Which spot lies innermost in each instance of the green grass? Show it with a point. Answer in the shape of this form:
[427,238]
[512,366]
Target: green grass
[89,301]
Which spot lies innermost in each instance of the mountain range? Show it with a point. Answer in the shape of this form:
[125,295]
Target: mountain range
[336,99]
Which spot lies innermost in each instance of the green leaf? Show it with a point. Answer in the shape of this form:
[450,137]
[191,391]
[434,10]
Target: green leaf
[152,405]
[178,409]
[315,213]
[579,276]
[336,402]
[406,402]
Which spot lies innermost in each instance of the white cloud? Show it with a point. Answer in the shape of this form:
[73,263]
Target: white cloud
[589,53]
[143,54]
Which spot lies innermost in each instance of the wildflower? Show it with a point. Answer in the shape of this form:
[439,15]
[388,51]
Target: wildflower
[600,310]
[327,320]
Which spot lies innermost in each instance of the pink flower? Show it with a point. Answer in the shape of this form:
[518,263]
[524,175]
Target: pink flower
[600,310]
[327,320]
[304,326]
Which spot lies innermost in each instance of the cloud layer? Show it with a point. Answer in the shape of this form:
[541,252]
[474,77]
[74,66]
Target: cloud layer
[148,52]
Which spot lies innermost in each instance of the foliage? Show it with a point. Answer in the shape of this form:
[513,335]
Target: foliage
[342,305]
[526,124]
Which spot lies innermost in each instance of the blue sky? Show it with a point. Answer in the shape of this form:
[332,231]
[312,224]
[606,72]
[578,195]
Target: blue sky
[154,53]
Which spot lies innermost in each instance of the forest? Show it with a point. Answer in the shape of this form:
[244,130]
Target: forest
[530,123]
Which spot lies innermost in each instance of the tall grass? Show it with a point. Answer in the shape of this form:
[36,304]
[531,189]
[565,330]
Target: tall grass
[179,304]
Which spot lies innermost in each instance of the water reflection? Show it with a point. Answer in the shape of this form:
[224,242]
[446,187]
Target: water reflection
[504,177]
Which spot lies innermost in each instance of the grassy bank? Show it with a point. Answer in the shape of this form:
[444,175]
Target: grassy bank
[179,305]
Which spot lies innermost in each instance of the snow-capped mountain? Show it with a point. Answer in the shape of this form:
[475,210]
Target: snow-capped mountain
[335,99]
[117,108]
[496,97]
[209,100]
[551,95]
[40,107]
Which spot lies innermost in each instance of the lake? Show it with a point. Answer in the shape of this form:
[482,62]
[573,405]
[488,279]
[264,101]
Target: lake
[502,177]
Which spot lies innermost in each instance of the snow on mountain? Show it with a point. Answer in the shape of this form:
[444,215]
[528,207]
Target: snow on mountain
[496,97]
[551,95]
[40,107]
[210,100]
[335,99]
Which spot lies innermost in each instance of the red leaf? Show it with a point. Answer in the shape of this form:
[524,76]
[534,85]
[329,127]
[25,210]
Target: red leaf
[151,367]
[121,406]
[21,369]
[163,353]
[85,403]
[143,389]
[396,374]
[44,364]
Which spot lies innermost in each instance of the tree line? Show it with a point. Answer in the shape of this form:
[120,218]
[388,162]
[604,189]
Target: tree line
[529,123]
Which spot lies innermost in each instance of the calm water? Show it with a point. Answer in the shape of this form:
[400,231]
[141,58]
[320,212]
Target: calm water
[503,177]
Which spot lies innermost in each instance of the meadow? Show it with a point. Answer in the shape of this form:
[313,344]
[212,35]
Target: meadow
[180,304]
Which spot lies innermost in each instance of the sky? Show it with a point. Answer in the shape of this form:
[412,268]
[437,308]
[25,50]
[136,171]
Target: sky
+ + +
Output as a JSON list of strings every line of the material from the line containing "Which spot lies innermost in each instance of the snow-capped" through the end, both included, one string per line and blank lines left out.

[
  "Which spot lies innermost in each instance of the snow-capped mountain? Show it with a point. Answer in the shape of this form:",
  "[475,210]",
  "Target: snow-capped mountain",
  "[335,99]",
  "[117,108]",
  "[496,97]",
  "[209,100]",
  "[551,95]",
  "[40,107]",
  "Which spot lies innermost in each instance of the lake? Show it with a point. Answer in the shape of this form:",
  "[482,62]",
  "[573,405]",
  "[488,279]",
  "[264,101]",
  "Target: lake",
  "[502,177]",
  "Which spot lies innermost in each instance of the snow on mountain? Show it with a point. Answer in the shape of this form:",
  "[444,215]",
  "[528,207]",
  "Target: snow on mountain",
  "[496,97]",
  "[551,95]",
  "[40,107]",
  "[210,100]",
  "[335,99]",
  "Which spot lies innermost in each instance of the red leaf? Show it with a point. Answer in the shape of this form:",
  "[524,76]",
  "[534,85]",
  "[329,127]",
  "[25,210]",
  "Target: red leaf",
  "[151,367]",
  "[121,406]",
  "[21,369]",
  "[163,353]",
  "[85,403]",
  "[143,389]",
  "[396,374]",
  "[44,364]",
  "Which spot lies innermost in each instance of the tree line? Show it with a point. Answer in the shape of this form:",
  "[120,218]",
  "[388,162]",
  "[604,189]",
  "Target: tree line",
  "[529,123]",
  "Which spot lies innermost in each instance of the calm water? Show it with a point. Answer in the shape of this form:",
  "[400,231]",
  "[141,58]",
  "[320,212]",
  "Target: calm water",
  "[503,177]",
  "Which spot lies innermost in each instance of the meadow? Show it with a point. Answer in the shape of this form:",
  "[313,344]",
  "[212,35]",
  "Target: meadow",
  "[180,304]",
  "Which spot lies innermost in each instance of the sky? Show it with a point. Answer in the shape of this form:",
  "[412,268]",
  "[437,308]",
  "[25,50]",
  "[136,171]",
  "Target: sky"
]